— SET TASK —
Quote word for word everything in the records from the line containing "identify the purple" down to the line containing "[0,639,584,780]", both of those lines included.

— STORED ROWS —
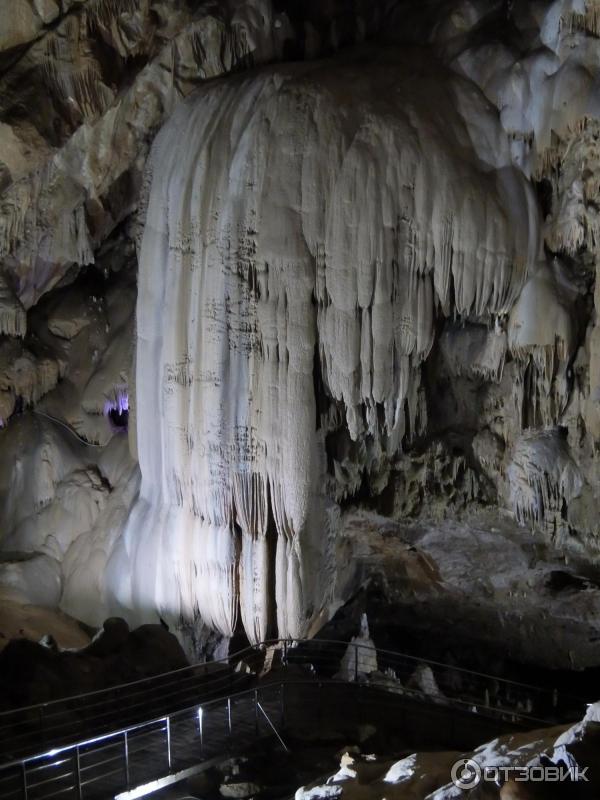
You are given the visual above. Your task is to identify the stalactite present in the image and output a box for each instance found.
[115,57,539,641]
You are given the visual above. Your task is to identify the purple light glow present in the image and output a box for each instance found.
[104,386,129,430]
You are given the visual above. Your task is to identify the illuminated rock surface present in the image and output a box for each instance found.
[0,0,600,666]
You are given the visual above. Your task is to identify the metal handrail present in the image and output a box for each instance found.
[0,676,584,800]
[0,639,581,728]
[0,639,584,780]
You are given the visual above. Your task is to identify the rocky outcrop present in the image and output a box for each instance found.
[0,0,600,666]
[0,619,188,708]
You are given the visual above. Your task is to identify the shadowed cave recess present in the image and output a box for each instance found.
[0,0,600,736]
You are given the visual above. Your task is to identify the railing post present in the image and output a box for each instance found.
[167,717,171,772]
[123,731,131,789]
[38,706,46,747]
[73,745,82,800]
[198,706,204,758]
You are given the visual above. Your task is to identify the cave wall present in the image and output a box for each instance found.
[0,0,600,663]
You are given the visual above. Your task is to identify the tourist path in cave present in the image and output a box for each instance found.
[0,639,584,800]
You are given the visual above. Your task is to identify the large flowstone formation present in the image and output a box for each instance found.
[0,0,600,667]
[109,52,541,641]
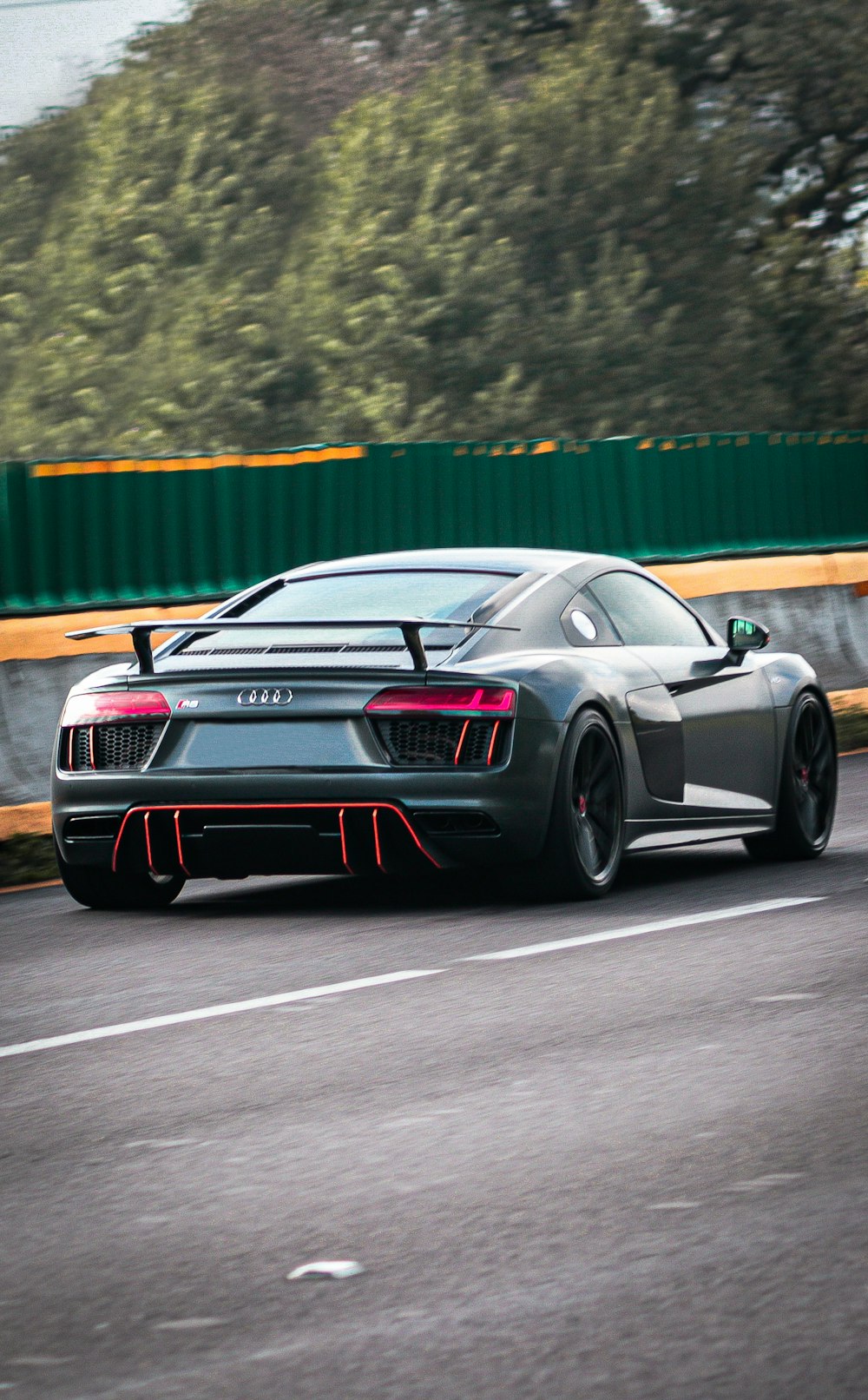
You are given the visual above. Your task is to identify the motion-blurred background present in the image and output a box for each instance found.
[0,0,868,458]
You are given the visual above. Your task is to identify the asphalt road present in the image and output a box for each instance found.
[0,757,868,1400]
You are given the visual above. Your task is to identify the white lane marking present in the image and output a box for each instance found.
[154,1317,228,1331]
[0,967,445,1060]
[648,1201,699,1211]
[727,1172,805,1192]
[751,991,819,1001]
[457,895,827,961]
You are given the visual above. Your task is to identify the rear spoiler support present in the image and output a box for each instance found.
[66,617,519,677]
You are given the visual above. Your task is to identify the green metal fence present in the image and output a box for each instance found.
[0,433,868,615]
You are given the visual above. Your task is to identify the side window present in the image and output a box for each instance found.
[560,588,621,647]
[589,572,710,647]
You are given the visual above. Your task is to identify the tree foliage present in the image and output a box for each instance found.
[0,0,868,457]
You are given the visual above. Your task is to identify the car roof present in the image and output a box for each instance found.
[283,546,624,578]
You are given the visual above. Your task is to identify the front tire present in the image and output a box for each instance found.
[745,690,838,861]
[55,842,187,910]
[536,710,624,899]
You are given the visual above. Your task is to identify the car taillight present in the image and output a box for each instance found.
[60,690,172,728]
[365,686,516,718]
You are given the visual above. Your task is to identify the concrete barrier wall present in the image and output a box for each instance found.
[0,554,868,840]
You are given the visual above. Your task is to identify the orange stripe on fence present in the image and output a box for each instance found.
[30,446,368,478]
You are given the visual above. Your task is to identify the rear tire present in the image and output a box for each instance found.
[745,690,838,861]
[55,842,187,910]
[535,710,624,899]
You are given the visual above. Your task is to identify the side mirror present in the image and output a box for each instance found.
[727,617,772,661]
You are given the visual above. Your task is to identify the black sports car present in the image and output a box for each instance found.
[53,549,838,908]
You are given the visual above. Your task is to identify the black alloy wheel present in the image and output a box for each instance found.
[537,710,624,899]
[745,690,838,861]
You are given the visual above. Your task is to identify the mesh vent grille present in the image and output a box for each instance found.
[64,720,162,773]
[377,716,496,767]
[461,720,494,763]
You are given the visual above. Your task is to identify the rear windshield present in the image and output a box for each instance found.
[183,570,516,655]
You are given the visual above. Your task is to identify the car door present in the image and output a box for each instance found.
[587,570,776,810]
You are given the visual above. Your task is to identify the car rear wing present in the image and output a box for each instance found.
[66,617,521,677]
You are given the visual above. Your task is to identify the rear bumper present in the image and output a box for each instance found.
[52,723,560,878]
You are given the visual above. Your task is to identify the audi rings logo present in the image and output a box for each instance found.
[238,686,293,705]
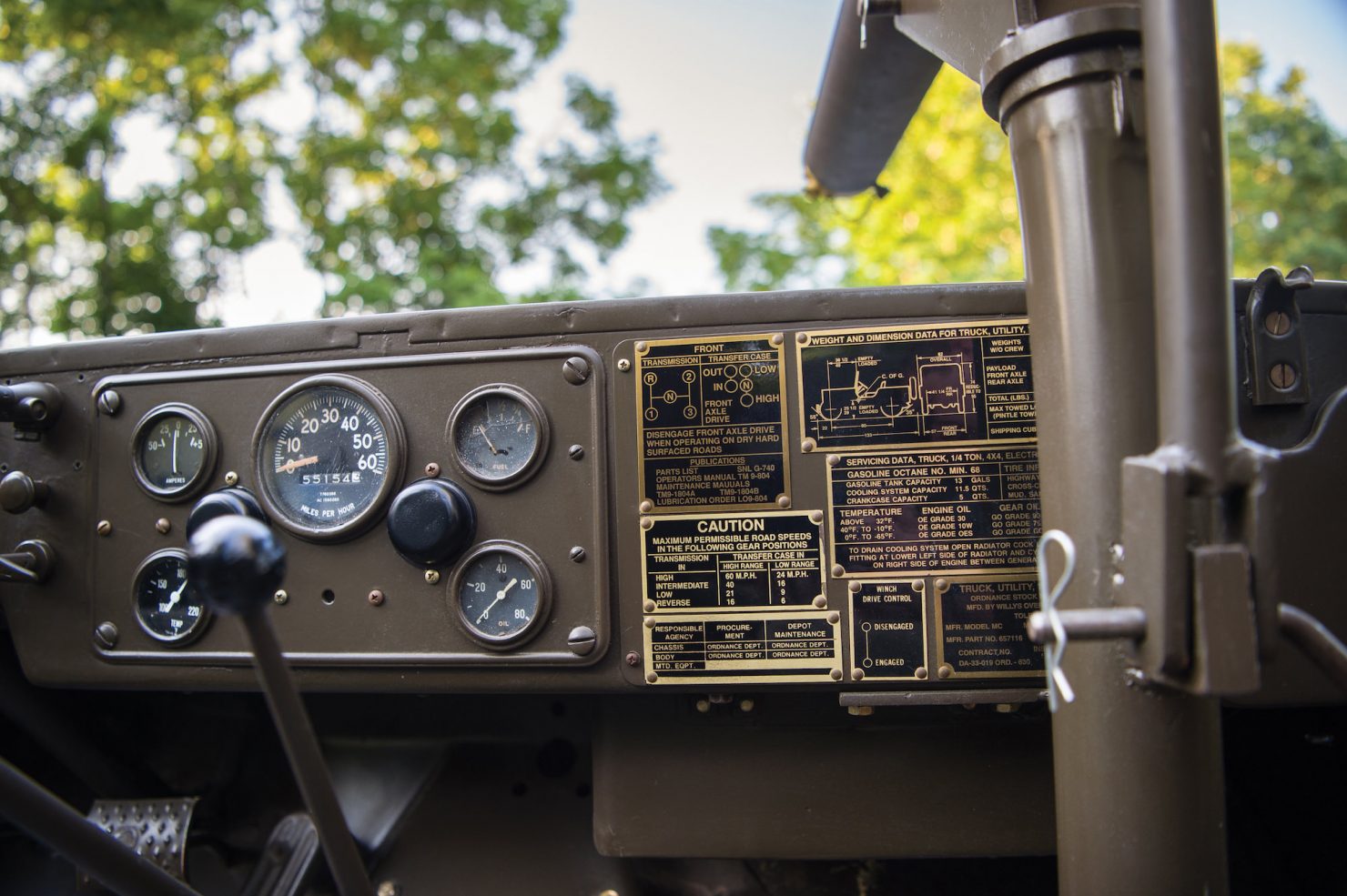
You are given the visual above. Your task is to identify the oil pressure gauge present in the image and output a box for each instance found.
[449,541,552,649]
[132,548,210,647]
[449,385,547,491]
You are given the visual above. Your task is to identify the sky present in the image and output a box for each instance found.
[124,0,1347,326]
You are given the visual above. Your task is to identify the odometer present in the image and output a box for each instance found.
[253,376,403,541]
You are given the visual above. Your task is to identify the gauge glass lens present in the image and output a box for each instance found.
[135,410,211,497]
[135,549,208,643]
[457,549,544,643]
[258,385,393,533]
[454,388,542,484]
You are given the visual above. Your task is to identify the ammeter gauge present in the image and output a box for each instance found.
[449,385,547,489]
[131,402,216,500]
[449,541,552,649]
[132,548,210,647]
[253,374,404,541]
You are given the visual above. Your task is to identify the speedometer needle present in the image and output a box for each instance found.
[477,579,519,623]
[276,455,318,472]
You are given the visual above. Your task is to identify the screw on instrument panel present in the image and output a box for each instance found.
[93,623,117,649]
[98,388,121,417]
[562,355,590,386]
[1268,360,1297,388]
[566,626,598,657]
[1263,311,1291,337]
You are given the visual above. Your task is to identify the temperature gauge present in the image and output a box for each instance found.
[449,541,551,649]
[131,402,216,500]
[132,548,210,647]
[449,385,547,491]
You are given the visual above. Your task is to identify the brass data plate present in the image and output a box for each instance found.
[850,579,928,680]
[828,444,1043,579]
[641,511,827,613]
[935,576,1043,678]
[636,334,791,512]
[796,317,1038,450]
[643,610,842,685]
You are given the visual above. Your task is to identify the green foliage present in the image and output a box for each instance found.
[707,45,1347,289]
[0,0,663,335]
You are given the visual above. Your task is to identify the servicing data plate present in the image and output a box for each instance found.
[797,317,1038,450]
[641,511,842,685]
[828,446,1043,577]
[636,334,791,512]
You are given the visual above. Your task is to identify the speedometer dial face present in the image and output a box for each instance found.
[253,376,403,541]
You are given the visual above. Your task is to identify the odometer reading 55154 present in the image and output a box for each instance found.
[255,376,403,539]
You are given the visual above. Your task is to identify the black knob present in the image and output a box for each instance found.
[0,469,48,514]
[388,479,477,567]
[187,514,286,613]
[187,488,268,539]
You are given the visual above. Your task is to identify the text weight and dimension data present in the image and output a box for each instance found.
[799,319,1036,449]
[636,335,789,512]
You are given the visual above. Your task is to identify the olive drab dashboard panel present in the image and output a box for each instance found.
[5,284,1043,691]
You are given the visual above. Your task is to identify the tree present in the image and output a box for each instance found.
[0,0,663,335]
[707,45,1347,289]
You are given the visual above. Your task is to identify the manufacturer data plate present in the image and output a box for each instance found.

— RESULT OF THIS TASK —
You are given the visual above. Your task is to identify the purple light glow present in the image and output a box for each instance found.
[104,386,129,430]
You are given the visual above. Your task is to identify the illuminated rock surface present in the image and output a box for each instance found.
[0,0,600,666]
You are given the visual above. Your task is to identify the metal handrail present in the image and output a box for each instance found.
[0,676,584,800]
[0,639,581,728]
[0,639,584,780]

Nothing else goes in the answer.